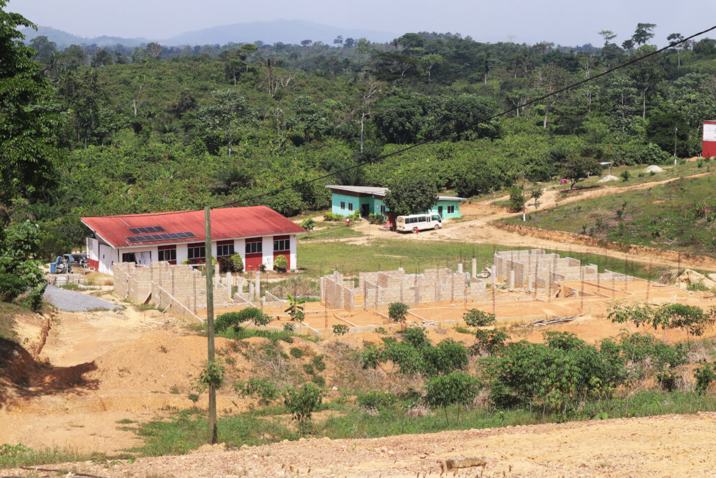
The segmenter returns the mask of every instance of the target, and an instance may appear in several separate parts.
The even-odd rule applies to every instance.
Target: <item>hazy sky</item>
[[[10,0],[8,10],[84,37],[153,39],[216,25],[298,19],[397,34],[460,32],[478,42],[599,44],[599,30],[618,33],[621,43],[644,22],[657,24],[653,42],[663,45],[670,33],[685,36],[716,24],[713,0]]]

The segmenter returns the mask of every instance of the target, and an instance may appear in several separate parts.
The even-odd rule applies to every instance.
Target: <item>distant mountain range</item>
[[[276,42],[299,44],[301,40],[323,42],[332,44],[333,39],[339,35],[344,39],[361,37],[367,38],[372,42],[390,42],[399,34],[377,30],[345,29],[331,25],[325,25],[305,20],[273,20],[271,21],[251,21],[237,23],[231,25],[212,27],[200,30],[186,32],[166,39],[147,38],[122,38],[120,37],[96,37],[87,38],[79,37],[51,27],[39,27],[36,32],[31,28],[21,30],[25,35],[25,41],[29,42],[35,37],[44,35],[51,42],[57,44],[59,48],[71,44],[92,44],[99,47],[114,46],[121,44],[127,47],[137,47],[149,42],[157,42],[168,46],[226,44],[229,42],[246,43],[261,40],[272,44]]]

━━━━━━

Please reproduce every line of the records above exactly, omitting the pictures.

The segmenter returns the mask of every instance of the target, and an instance may appear in several separate parts.
The even-odd rule applies to every instance.
Target: <item>hazy sky</item>
[[[10,0],[8,10],[84,37],[153,39],[216,25],[298,19],[397,34],[460,32],[478,42],[599,44],[599,30],[618,33],[621,43],[644,22],[657,24],[653,42],[663,45],[670,33],[685,36],[716,24],[713,0]]]

The segmenter returns the mask of every instance of the target, and an instance may appear in several separate parts.
The even-odd rule applies to every instance.
Target: <item>distant mountain range</item>
[[[276,42],[299,44],[301,40],[323,42],[332,44],[333,39],[339,35],[344,39],[361,37],[367,38],[372,42],[390,42],[399,34],[377,30],[345,29],[331,25],[325,25],[305,20],[273,20],[271,21],[251,21],[237,23],[231,25],[212,27],[200,30],[186,32],[166,39],[147,38],[122,38],[120,37],[96,37],[87,38],[79,37],[51,27],[39,27],[36,32],[31,28],[21,30],[25,35],[25,41],[29,42],[35,37],[44,35],[51,42],[57,44],[59,48],[71,44],[92,44],[99,47],[114,46],[121,44],[127,47],[137,47],[149,42],[157,42],[168,46],[226,44],[229,42],[246,43],[261,40],[272,44]]]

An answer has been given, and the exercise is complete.